Siapa sangka, mikroplastik yang ukurannya begitu kecil hingga sulit dilihat mata telanjang ternyata sudah menyebar ke mana-mana. Kita bisa menemukannya di udara yang kita hirup, tanah tempat kita berpijak, hingga air yang kita gunakan sehari-hari.
Keberadaan mikroplastik ini menjadi masalah serius karena dapat masuk ke tubuh manusia maupun hewan, dan berpotensi menimbulkan gangguan kesehatan.
Masalah lain yang muncul adalah bagaimana cara mendeteksi mikroplastik. Selama ini, para peneliti hanya bisa mengandalkan teknologi seperti mikroskop, spektroskopi inframerah, atau Raman. Metode ini memang sangat akurat, tapi prosesnya panjang, rumit, dan membutuhkan biaya mahal. Akibatnya, pemantauan mikroplastik di lingkungan sulit dilakukan secara cepat dan luas.

Untuk menjawab tantangan itu, tim peneliti yang dipimpin oleh Song Lin Chua mengembangkan pendekatan baru yang lebih sederhana: biosensor hidup berbasis bakteri. Mereka menggunakan Pseudomonas aeruginosa, sejenis bakteri yang umum ditemukan di lingkungan. Bakteri ini dikenal mampu menempel pada permukaan plastik dan membentuk biofilm. Dengan sedikit rekayasa genetika, tim mencoba mengubah bakteri ini menjadi sensor yang bisa mendeteksi keberadaan mikroplastik.

- _SOAL A_
Tentukan apakah setiap pernyataan berikut sesuai dengan teks tentang mikroplastik: (i) mikroplastik dapat ditemukan di udara; (ii) metode deteksi dengan mikroskop dan spektroskopi berbiaya murah; (iii) Pseudomonas aeruginosa mampu menempel pada permukaan plastik. Jawab ya atau tidak untuk masing-masing, disertai kutipan persis dari teks yang menjadi dasarnya.
- _SOAL B_
Tolong lanjutkan teks tentang mikroplastik, dimulai setelah kalimat terakhirnya.

- _BAHAN YANG DISEDIAKAN_
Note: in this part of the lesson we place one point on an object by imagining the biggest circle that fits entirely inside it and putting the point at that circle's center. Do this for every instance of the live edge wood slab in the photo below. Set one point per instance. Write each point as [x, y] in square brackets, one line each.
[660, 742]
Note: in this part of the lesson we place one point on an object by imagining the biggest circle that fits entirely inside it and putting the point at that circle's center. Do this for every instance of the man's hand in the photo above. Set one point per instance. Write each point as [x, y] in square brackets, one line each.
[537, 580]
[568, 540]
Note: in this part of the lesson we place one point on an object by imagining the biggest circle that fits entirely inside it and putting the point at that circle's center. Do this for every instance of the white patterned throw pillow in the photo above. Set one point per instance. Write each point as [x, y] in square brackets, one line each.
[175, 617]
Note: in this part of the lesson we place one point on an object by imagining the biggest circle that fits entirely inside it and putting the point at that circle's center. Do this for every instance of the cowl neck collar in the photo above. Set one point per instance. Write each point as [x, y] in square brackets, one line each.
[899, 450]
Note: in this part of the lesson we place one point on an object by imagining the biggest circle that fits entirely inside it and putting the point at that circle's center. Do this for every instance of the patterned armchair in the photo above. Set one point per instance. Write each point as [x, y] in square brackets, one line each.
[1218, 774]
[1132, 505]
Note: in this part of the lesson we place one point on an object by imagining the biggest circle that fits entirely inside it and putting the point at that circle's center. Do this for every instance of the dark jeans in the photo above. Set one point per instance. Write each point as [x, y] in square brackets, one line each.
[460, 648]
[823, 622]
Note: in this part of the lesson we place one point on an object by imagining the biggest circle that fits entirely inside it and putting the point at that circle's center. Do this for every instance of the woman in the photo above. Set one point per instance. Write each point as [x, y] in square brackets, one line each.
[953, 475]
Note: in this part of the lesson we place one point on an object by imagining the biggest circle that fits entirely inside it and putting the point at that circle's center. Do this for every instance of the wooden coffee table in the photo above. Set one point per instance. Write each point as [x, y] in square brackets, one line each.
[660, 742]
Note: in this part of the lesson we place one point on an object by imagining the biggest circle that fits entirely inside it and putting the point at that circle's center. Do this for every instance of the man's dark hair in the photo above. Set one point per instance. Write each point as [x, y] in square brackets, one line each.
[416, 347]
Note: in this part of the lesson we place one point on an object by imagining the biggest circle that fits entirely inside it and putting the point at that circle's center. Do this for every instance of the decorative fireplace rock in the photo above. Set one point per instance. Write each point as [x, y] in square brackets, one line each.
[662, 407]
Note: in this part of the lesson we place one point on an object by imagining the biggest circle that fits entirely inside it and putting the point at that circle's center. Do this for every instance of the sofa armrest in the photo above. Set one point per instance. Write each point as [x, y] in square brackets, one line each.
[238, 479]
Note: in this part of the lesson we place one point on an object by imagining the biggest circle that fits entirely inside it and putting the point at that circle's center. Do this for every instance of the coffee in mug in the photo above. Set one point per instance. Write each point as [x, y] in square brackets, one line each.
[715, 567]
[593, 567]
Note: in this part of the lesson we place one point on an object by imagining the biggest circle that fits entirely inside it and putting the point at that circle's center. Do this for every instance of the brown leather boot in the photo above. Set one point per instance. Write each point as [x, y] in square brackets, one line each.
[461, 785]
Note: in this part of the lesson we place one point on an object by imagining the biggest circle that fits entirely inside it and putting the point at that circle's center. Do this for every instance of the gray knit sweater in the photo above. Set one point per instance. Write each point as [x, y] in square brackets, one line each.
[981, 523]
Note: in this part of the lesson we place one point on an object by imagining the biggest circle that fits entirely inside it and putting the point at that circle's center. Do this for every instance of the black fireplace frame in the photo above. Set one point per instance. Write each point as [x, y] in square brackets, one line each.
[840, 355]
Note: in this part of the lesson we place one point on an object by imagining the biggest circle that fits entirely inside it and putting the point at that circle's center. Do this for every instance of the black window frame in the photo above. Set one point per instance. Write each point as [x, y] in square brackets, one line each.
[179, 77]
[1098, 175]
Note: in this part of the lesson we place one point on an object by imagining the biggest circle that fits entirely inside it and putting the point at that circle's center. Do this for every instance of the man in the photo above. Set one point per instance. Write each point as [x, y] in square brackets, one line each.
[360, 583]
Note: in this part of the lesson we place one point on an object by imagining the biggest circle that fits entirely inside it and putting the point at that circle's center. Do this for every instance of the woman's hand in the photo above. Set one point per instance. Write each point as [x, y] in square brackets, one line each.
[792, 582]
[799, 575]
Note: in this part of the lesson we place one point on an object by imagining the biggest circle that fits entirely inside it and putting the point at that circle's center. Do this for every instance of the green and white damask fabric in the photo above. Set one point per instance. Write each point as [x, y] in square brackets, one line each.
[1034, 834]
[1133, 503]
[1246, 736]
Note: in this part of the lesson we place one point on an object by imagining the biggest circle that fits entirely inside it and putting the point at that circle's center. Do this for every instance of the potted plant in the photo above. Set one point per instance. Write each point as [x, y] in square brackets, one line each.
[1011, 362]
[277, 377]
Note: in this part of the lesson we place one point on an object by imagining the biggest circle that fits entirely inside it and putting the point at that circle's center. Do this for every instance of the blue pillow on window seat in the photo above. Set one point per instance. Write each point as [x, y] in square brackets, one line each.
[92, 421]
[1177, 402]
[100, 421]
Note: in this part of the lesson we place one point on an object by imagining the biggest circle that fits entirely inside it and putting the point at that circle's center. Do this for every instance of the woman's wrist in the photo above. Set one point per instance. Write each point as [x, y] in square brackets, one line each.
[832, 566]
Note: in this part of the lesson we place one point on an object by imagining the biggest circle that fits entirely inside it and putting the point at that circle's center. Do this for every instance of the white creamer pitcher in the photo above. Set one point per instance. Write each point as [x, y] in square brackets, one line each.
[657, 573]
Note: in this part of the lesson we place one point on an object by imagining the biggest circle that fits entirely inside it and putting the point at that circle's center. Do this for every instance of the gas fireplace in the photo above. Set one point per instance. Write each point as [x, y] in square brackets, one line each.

- _HASIL PENGERJAAN A_
(i) Ya: "Kita bisa menemukannya di udara yang kita hirup, tanah tempat kita berpijak, hingga air yang kita gunakan sehari-hari."
(ii) Tidak: "Metode ini memang sangat akurat, tapi prosesnya panjang, rumit, dan membutuhkan biaya mahal."
(iii) Ya: "Bakteri ini dikenal mampu menempel pada permukaan plastik dan membentuk biofilm."

- _HASIL PENGERJAAN B_
Caranya, para peneliti menambahkan dua gen pada galur P. aeruginosa yang sudah dibuat aman dan non-infeksius. Gen pertama dirancang untuk aktif saat bakteri bersentuhan dengan plastik, sementara gen kedua akan memicu produksi protein berfluoresensi hijau sebagai tanda. Hasilnya, bakteri yang dimodifikasi ini akan memancarkan cahaya hijau setiap kali menempel pada partikel plastik.
Dalam uji coba laboratorium, biosensor ini menunjukkan hasil yang menjanjikan. Hanya dalam waktu tiga jam, bakteri bisa menghasilkan cahaya hijau terukur pada berbagai jenis plastik, termasuk polietilena tereftalat (PET, kode daur ulang 1) dan polistirena (PS, kode 6). Menariknya lagi, sel bakteri ini bisa bertahan hingga tiga hari jika disimpan di suhu lemari es. Artinya, sensor ini punya potensi besar untuk digunakan langsung di lapangan tanpa kehilangan fungsinya.
“Temuan biosensor kami menawarkan cara mendeteksi mikroplastik dengan cepat, terjangkau, dan tetap akurat, setara dengan metode mikroskop atau spektroskopi,” kata Chua.
Jika dipakai sebagai alat skrining, teknologi ini bisa membuka jalan bagi pemantauan mikroplastik secara massal. Bukan hanya mempercepat penelitian, tetapi juga membantu menunjukkan titik-titik polusi yang paling membutuhkan perhatian dan penanganan lebih lanjut.